Output exactly, please, the lines of the records below from the one containing "In this photo, where can the cabinet" through the final line.

— Begin Information given —

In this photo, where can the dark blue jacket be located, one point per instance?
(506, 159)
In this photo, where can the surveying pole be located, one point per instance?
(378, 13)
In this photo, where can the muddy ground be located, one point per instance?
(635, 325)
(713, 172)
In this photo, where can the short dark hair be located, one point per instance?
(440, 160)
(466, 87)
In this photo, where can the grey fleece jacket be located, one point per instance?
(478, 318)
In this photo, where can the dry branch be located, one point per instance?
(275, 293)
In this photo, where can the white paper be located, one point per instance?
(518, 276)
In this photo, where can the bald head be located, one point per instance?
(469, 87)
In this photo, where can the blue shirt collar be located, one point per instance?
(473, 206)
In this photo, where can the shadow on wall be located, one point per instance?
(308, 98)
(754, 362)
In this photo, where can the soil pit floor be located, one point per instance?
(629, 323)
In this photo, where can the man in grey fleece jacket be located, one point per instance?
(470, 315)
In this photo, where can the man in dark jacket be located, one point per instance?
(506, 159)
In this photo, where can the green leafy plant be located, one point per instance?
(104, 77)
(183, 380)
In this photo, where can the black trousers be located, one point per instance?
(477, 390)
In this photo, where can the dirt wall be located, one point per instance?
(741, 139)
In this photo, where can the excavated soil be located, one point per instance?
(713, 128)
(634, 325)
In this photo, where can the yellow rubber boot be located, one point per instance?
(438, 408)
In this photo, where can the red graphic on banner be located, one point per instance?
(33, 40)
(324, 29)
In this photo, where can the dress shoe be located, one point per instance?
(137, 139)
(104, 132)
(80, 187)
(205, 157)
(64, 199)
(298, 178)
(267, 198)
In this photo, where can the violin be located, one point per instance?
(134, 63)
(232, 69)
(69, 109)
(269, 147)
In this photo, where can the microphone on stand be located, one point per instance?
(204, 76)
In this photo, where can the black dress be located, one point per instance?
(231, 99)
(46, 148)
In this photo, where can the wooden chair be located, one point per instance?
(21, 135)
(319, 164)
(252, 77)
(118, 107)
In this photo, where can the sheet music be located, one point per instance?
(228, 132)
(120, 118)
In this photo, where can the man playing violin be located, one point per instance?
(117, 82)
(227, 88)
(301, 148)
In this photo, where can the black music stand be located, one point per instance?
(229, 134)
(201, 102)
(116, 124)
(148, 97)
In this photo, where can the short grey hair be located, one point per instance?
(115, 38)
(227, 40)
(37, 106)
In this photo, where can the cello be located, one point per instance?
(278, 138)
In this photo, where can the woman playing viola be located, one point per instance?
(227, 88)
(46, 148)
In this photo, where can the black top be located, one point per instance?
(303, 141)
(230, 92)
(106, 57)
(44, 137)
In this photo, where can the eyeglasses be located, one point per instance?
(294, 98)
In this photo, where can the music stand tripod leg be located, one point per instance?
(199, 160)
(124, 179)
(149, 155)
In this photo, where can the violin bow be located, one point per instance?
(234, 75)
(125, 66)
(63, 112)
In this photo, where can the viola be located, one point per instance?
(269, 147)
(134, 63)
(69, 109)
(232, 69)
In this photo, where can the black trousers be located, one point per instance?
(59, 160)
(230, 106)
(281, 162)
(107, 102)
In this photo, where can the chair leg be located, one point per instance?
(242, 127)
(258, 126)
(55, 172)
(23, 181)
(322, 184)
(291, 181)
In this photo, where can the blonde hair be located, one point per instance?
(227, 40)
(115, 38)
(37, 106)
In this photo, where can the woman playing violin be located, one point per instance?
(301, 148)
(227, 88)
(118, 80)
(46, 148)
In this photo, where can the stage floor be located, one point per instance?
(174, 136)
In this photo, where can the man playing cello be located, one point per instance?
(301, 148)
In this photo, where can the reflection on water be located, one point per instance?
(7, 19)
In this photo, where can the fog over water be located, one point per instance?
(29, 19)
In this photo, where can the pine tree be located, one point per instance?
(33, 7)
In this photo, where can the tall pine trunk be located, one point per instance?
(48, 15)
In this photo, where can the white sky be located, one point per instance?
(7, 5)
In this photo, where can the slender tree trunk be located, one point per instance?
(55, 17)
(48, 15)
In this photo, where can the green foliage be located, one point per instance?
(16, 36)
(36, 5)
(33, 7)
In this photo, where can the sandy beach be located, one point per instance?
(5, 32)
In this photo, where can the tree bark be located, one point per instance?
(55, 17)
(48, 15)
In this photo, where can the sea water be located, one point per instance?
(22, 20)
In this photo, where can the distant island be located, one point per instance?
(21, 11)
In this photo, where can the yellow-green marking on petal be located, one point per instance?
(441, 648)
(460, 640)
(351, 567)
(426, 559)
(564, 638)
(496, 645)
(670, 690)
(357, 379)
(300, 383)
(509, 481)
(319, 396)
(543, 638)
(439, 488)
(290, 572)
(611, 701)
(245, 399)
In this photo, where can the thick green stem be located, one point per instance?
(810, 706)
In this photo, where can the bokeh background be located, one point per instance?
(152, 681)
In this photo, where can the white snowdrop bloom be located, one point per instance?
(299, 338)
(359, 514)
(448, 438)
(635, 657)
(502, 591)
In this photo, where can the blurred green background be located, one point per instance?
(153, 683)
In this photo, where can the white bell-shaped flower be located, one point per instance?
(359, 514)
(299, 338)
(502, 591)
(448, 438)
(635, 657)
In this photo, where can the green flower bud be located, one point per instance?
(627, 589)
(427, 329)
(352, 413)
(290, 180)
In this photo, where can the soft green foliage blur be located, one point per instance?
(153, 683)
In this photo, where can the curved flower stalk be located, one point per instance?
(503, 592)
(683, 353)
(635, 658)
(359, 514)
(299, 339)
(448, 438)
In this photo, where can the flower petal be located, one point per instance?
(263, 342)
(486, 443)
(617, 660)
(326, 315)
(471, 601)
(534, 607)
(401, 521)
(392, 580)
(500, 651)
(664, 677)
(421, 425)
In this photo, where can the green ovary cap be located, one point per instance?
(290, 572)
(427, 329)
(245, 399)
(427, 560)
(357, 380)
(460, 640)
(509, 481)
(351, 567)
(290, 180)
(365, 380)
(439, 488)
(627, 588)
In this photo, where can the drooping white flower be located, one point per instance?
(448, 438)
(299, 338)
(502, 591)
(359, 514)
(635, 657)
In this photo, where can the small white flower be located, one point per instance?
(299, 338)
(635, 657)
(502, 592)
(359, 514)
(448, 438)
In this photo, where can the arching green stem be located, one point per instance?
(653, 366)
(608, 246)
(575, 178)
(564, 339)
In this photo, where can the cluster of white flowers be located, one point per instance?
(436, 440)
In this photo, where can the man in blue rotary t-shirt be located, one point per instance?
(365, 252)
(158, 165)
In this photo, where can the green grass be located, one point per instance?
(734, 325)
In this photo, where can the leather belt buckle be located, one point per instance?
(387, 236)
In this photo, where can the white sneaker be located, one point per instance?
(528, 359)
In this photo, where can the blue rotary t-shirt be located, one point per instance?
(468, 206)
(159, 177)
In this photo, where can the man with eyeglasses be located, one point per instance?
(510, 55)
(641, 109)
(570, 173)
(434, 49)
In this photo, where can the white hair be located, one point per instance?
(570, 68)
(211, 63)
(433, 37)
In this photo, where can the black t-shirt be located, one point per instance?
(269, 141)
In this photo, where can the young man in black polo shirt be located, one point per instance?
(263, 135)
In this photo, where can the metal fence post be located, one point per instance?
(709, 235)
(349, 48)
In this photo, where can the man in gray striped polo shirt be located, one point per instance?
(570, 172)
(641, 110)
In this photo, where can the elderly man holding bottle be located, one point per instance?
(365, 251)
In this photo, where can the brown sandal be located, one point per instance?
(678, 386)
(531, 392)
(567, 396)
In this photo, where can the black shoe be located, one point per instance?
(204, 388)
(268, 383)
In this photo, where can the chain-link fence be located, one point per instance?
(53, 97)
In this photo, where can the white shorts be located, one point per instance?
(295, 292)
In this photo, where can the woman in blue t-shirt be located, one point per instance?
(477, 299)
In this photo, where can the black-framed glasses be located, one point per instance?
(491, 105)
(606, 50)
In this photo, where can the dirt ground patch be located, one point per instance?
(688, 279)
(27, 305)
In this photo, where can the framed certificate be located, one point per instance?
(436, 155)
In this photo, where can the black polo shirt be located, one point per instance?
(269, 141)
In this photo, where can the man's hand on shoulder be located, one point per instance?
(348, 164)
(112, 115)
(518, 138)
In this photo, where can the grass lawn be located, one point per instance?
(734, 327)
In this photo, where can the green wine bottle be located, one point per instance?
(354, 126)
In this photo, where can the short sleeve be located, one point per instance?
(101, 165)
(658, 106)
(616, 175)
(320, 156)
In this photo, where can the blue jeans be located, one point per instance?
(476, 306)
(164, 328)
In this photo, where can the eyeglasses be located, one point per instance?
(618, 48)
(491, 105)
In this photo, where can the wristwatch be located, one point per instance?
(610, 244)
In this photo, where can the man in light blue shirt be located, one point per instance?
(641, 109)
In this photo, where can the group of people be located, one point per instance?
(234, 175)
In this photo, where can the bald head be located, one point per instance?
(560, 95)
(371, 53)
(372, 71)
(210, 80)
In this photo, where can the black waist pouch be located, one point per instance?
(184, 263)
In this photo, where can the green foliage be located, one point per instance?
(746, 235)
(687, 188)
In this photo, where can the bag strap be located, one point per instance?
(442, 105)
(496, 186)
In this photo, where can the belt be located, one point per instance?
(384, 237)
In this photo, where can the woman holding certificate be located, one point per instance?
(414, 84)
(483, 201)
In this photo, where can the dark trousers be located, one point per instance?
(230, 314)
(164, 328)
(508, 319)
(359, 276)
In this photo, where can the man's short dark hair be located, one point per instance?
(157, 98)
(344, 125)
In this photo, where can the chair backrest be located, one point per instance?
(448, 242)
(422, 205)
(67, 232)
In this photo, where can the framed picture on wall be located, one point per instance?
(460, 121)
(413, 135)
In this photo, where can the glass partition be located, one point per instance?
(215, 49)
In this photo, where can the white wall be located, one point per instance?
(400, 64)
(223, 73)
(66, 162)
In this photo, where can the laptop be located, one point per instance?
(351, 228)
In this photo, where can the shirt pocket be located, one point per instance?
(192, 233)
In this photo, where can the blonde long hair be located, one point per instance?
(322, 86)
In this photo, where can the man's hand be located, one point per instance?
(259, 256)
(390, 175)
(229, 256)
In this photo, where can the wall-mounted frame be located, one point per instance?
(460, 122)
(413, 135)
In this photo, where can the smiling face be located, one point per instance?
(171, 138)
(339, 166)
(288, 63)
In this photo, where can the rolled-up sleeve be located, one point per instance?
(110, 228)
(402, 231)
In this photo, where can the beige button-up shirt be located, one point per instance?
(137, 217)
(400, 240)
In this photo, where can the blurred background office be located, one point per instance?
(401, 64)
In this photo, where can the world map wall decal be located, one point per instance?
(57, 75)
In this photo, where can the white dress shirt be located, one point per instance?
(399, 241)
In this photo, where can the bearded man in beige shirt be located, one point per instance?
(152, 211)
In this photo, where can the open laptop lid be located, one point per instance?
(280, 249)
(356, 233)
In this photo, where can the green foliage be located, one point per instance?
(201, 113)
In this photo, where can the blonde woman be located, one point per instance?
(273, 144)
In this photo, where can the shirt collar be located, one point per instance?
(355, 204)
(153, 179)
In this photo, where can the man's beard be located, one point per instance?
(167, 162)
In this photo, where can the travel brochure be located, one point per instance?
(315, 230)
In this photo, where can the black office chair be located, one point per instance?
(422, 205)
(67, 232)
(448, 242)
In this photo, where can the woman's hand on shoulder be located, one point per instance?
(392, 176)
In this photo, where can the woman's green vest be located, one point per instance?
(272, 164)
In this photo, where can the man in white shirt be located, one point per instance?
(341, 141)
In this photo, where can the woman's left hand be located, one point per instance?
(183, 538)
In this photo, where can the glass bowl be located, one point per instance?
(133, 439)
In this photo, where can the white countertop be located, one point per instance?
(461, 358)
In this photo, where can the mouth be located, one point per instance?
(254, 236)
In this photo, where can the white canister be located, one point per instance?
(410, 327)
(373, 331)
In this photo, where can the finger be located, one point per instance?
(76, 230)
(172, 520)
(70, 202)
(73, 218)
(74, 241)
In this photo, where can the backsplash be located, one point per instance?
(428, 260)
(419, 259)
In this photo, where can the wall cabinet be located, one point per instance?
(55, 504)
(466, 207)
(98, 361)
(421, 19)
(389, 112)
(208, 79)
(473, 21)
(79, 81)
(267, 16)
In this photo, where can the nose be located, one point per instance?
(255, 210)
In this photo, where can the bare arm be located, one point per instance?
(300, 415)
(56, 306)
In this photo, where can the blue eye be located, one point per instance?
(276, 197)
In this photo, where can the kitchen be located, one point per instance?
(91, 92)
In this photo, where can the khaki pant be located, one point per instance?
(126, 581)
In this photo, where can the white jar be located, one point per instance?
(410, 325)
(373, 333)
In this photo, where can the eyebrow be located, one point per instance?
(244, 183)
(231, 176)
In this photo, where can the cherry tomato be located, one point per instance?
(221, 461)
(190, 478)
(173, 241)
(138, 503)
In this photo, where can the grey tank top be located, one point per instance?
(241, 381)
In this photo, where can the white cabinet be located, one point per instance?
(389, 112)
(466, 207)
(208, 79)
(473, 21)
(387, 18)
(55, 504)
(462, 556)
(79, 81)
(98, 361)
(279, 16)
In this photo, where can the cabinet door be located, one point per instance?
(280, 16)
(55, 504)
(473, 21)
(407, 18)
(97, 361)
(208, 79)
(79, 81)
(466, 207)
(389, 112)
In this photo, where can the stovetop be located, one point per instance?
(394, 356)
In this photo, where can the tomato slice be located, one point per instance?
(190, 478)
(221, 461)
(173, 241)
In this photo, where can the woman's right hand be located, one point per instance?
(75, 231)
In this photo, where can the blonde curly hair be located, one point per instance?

— End Information given —

* Solution for this problem *
In this photo, where can the cabinet door be located, one point per instance?
(280, 16)
(55, 504)
(473, 21)
(407, 18)
(97, 361)
(208, 79)
(79, 81)
(466, 207)
(389, 112)
In this photo, where can the stovetop be located, one point per instance?
(394, 356)
In this photo, where can the tomato slice be located, one point per instance?
(190, 478)
(221, 461)
(173, 241)
In this photo, where can the woman's right hand be located, one point per instance?
(75, 231)
In this photo, where can the blonde curly hair be located, one point per instance?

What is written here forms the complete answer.